Given text:
☆ ☆ ☆ ☆

Hi Stephen,

I doubt this is hardware, it seldomly is. Would you be able to share
which Arm core it is if you can?
I'll try to reproduce here, your indication of increasing the timer
frequency is a good hint. And knowing which core or at least category of
core can be helpful.


BR, Adam

On Thu Oct 02, 2025 at 13:02:50 +0800, yy18513676366 wrote:
> Hi Adam,
> 
> 
> I truly appreciate your reply. 
> I actually encountered this issue on real hardware rather than QEMU. 
> May I ask if this problem could be related to the hardware itself? I’m not 
> quite sure I fully understand.
> 
> 
> Best regards
> Stephen.yang
> 
> 
> 
> 
> 
> 
> 
> 在 2025-09-30 15:50:22,"Adam Lackorzynski" <[email protected]> 写道:
> >Hi Stephen,
> >
> >ok, thanks, that's tricky indeed.
> >
> >In case you are doing this with QEMU, could you please make sure you
> >have the following change in your QEMU?: 
> >https://lists.gnu.org/archive/html/qemu-devel/2024-09/msg02207.html
> >
> >Or do you see this on hardware?

☆ ☆ ☆ ☆

Apply what you read:
• a. Answer these from the thread:
(i) Was Stephen's issue seen on QEMU or on real hardware?
(ii) Which hint from Stephen does Adam call a good one?
(iii) What does Adam ask Stephen to share in his latest reply?
• b. Quote every sentence in the thread that is phrased as a question.
The listing after this note has no connection to the thread.

Dataset:

☆ ☆ ☆ ☆

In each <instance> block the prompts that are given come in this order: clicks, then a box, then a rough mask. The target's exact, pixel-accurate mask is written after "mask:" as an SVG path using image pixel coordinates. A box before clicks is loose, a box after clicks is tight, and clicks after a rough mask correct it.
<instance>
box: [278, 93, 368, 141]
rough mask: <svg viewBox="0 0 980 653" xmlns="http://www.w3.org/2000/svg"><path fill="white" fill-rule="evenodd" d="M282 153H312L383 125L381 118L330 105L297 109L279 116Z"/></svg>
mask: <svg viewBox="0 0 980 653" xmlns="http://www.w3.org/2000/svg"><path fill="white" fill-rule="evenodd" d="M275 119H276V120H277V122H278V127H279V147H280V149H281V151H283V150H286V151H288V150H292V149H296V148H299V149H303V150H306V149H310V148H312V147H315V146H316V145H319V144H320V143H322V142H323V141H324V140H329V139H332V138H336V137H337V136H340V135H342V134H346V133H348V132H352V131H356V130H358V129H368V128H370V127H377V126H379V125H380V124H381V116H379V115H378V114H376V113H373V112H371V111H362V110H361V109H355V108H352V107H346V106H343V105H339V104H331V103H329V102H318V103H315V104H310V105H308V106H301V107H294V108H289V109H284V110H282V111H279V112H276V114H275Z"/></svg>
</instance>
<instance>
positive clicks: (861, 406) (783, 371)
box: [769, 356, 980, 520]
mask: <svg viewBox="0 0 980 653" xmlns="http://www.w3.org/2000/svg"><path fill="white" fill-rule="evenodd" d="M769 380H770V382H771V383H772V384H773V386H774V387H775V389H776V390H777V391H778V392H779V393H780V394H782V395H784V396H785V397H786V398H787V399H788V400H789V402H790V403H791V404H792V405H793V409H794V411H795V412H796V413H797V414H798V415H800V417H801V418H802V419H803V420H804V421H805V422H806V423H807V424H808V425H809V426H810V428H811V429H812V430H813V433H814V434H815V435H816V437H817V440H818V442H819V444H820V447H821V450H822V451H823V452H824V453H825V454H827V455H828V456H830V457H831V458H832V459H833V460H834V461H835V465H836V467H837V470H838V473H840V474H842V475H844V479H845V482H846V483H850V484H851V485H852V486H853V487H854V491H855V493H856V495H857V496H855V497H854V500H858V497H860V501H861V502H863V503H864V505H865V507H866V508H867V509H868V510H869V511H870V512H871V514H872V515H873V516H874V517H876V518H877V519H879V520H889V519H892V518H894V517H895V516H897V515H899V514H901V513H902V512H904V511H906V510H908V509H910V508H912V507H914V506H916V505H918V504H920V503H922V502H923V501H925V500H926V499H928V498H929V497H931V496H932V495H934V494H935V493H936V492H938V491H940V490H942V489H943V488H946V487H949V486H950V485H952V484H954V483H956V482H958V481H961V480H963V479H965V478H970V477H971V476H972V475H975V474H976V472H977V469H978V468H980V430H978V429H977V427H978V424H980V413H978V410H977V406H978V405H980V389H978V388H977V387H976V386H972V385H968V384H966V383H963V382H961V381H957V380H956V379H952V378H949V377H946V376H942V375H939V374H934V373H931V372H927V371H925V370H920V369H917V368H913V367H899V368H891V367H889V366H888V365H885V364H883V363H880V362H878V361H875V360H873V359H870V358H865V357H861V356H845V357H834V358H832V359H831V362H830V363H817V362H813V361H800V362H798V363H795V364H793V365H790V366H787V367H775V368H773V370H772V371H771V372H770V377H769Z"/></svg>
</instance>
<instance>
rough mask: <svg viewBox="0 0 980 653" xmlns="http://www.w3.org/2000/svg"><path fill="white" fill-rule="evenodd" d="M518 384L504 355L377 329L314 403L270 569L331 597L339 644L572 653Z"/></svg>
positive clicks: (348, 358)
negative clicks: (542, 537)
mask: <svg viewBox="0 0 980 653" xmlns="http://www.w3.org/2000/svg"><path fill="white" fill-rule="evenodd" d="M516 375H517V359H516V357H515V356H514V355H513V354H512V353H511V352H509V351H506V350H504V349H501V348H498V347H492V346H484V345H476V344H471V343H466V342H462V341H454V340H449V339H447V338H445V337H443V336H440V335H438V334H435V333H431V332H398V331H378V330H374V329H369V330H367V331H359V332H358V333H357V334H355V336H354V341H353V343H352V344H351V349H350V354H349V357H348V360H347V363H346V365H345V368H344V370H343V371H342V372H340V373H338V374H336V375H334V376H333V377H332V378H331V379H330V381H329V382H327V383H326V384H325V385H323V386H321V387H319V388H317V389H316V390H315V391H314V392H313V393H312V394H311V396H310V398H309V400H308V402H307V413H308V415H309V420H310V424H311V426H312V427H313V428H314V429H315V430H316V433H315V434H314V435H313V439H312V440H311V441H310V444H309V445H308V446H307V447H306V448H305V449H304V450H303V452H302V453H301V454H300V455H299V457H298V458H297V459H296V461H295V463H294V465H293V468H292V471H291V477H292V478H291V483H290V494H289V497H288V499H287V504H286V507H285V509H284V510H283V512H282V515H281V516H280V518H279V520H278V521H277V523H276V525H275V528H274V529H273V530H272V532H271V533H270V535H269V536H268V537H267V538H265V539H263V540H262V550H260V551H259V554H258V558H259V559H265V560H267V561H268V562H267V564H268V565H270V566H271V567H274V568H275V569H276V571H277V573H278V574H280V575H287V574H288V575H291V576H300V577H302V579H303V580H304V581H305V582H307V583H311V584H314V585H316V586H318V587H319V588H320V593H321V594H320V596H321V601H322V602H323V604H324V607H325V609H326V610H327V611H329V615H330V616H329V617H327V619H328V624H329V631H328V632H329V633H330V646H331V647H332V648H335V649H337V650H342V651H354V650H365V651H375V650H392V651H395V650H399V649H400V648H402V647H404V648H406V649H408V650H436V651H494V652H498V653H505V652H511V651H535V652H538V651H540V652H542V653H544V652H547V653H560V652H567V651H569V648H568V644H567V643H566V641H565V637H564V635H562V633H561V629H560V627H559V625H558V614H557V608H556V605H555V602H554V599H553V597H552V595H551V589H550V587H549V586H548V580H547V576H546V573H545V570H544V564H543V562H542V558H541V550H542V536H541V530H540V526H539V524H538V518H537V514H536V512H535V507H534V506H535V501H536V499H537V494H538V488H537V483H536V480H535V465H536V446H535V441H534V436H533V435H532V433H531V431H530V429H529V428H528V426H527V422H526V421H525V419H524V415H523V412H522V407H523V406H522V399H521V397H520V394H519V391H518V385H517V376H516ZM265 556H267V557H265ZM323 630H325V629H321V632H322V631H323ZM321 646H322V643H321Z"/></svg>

☆ ☆ ☆ ☆

Task solutions:
• a.
(i) On real hardware.
(ii) The indication of increasing the timer frequency.
(iii) Which Arm core it is, or at least the category of core.

• b.
- Would you be able to share which Arm core it is if you can?
- May I ask if this problem could be related to the hardware itself?
- In case you are doing this with QEMU, could you please make sure you have the following change in your QEMU?
- Or do you see this on hardware?